Reproduce the data below word for word, omitting the pictures.
*** Supplied entries
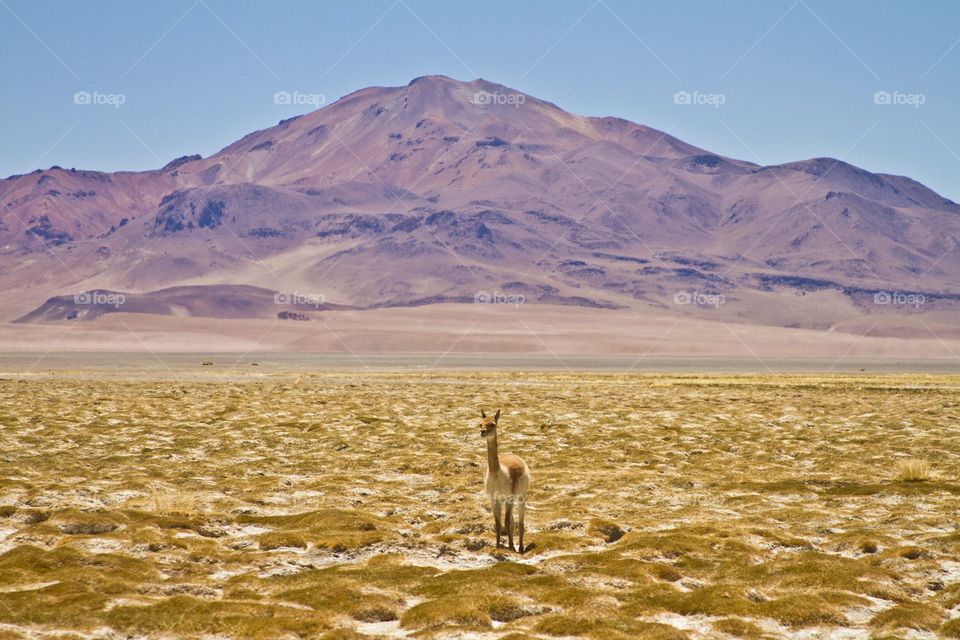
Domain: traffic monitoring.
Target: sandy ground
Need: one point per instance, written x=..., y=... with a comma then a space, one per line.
x=350, y=505
x=551, y=331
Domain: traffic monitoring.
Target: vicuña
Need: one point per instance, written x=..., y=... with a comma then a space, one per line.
x=506, y=482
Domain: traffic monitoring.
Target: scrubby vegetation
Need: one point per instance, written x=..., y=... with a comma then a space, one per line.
x=350, y=506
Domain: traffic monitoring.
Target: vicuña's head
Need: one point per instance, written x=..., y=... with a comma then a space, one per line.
x=488, y=425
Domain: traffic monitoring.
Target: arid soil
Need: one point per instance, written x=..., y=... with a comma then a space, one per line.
x=347, y=505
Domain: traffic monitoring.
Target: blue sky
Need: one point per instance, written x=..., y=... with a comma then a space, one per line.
x=796, y=79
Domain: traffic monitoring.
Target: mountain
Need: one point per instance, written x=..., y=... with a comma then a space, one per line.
x=449, y=191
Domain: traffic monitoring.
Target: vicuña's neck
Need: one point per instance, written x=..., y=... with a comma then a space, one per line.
x=492, y=460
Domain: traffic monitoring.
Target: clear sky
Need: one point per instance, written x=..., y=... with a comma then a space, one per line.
x=794, y=79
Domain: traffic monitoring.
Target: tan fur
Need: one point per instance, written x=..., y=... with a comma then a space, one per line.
x=506, y=480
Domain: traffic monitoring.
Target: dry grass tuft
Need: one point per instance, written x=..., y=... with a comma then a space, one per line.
x=258, y=508
x=913, y=470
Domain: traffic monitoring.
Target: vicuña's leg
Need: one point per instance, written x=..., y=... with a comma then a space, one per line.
x=523, y=508
x=510, y=523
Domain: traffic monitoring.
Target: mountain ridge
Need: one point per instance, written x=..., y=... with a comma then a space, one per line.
x=397, y=195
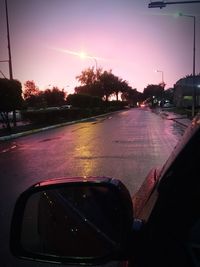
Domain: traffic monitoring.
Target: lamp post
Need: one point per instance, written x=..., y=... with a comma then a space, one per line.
x=8, y=38
x=193, y=64
x=162, y=75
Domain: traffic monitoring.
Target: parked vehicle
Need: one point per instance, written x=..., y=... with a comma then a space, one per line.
x=95, y=220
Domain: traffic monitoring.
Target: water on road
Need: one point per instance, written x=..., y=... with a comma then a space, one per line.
x=123, y=145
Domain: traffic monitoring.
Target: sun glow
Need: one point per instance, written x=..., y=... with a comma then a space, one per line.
x=80, y=54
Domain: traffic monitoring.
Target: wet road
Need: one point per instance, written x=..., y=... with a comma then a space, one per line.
x=124, y=145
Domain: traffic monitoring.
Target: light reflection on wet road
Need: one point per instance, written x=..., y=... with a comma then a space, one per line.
x=124, y=145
******
* Written response *
Domain: traffic monitoring.
Target: sandy ground
Need: one point per instance, written x=..., y=... with a comma then a space, one per line.
x=350, y=505
x=551, y=331
Domain: traffic monitoring.
Target: vicuña
Need: one point per instance, written x=..., y=... with a comma then a space, one per line.
x=506, y=482
Domain: traffic monitoring.
Target: scrubby vegetation
Need: one point per instance, written x=..., y=... with a comma then a space, one per line.
x=350, y=506
Domain: traffic monitoring.
Target: vicuña's head
Need: one point per instance, written x=..., y=... with a comma then a space, one per line.
x=488, y=425
Domain: traffic monitoring.
Target: arid soil
Need: one point per instance, written x=..., y=... with a comma then a space, one per line.
x=347, y=505
Domain: traffic monitoring.
Target: blue sky
Need: one point per instance, written x=..., y=... with a comma then a space, one per line.
x=796, y=79
Domain: traffic monitoring.
Target: mountain
Need: one point per instance, written x=..., y=... with a comma then a space, one per line.
x=449, y=191
Domain: traffic monitoring.
Target: vicuña's neck
Need: one point per instance, written x=..., y=... with a comma then a space, one per line.
x=492, y=460
Domain: traffic monitoring.
Target: clear sky
Need: one point per instance, written x=..., y=... with a comma then a space, one per line.
x=794, y=79
Domain: traffic monitoring.
Target: tan fur
Need: one point per instance, written x=..., y=... with a comma then a space, one per line.
x=506, y=480
Domain: traffic monitoring.
Target: dry grass tuft
Need: one point per instance, written x=..., y=... with a comma then a space, one per line.
x=258, y=508
x=913, y=470
Domain: traffic monitoring.
Target: vicuña's leg
Need: one point per instance, written x=..., y=... with a comma then a space, one per line.
x=523, y=508
x=510, y=523
Domain: traffic monitoring.
Target: mountain ridge
Need: one point per instance, written x=..., y=... with a comma then a space, one per line.
x=397, y=195
Domain: traffic monitoring.
Target: lamp post
Need: one point per instance, written x=..., y=... with a comma then a space, one per line.
x=8, y=38
x=193, y=64
x=162, y=75
Domain: traffic monitoring.
Target: parked vehicle
Need: one point per instance, written x=..., y=... with a comma then a space, one per line.
x=95, y=220
Domain: traffic monitoring.
Target: water on road
Need: one point per instance, written x=..., y=... with a comma then a space, one per line.
x=123, y=145
Domain: traffic monitoring.
Target: sun glow
Need: one point per instance, written x=..., y=... with a comma then a space, one per line.
x=80, y=54
Domain: traffic monitoring.
Target: wet road
Need: one point per instance, written x=..., y=... with a comma then a space, one per line.
x=124, y=145
Domain: traffic monitoring.
Target: light reflection on wet road
Need: one point per instance, written x=..., y=... with a comma then a space, one per line.
x=124, y=145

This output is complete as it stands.